Joining Data - [Party 1]#

In this tutorial, we will walk through a step-by-step process of analyzing sales and nutrition data using the crandas library.

Step 1: Start the VDL#

First, we import the necessary libraries, including crandas (cd), pandas (pd) and other necessary packages.

import crandas as cd
import pandas as pd
import plotly.express as px
from pathlib import Path

Next, we update the base path to where the VDL (Virtual Data Lake) certificates are stored, and set the VDL endpoint.

# Update your path to where you have stored your VDL certificates
from crandas.base import session

force_reupload = False

session.base_path = Path('../../../../vdl-instance/vdl/secrets')
session.endpoint = 'https://localhost:9820/api/v1'

Step 2: Input data#

We set the number of rows to read for each dataset and define the table name for the food sales data.

#Set this to limit the amount of data
rows_per_dataset = 1000
food_sales_table_name = 'food_sales'

We then select the relevant columns that we need for our analysis.
-----
## Your objective
Reproduce the crandas tutorial above in full, word for word, from its heading through its last line.

## Stored records
-----
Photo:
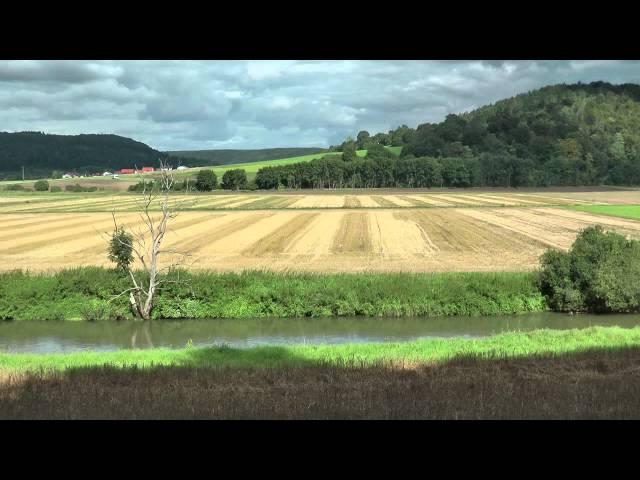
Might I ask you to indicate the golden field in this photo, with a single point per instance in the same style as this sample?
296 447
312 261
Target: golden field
100 202
415 232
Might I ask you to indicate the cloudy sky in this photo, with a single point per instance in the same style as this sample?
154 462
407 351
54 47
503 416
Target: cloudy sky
190 105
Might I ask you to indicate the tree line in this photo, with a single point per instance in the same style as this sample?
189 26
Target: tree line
564 135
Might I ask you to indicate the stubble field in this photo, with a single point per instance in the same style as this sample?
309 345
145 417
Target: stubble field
417 232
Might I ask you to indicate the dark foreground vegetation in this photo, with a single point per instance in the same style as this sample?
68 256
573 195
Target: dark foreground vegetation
86 293
600 273
589 385
562 135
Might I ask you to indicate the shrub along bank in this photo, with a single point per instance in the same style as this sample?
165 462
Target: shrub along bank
85 294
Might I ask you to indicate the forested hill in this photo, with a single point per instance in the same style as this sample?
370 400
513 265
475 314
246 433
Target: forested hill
580 134
226 157
41 154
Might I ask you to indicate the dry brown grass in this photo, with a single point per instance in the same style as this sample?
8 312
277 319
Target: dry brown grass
353 236
320 240
595 385
278 241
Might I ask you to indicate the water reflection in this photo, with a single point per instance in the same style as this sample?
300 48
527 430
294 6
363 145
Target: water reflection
51 337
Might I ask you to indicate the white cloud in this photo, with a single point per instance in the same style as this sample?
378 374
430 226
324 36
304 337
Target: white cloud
257 104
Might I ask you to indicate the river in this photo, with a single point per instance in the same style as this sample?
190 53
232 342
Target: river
57 337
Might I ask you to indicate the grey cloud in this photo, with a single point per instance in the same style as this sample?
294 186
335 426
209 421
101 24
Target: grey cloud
176 105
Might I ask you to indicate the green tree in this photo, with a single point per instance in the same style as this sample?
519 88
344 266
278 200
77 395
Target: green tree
206 181
41 186
349 152
120 249
234 179
600 273
363 140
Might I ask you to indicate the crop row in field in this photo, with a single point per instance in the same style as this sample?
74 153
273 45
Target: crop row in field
257 201
434 239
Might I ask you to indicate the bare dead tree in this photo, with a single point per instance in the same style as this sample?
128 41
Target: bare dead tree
146 243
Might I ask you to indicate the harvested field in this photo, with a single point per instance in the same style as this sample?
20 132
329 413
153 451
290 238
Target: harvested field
350 240
32 203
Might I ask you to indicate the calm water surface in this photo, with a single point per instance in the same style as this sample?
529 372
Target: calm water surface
54 337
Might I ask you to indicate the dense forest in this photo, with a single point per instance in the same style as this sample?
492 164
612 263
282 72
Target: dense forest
44 155
227 157
564 135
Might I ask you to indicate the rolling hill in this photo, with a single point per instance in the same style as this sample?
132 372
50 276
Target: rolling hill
227 157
-----
## Response below
Joining Data - [Party 1]#

In this tutorial, we will walk through a step-by-step process of analyzing sales and nutrition data using the crandas library.

Step 1: Start the VDL#

First, we import the necessary libraries, including crandas (cd), pandas (pd) and other necessary packages.

import crandas as cd
import pandas as pd
import plotly.express as px
from pathlib import Path

Next, we update the base path to where the VDL (Virtual Data Lake) certificates are stored, and set the VDL endpoint.

# Update your path to where you have stored your VDL certificates
from crandas.base import session

force_reupload = False

session.base_path = Path('../../../../vdl-instance/vdl/secrets')
session.endpoint = 'https://localhost:9820/api/v1'

Step 2: Input data#

We set the number of rows to read for each dataset and define the table name for the food sales data.

#Set this to limit the amount of data
rows_per_dataset = 1000
food_sales_table_name = 'food_sales'

We then select the relevant columns that we need for our analysis.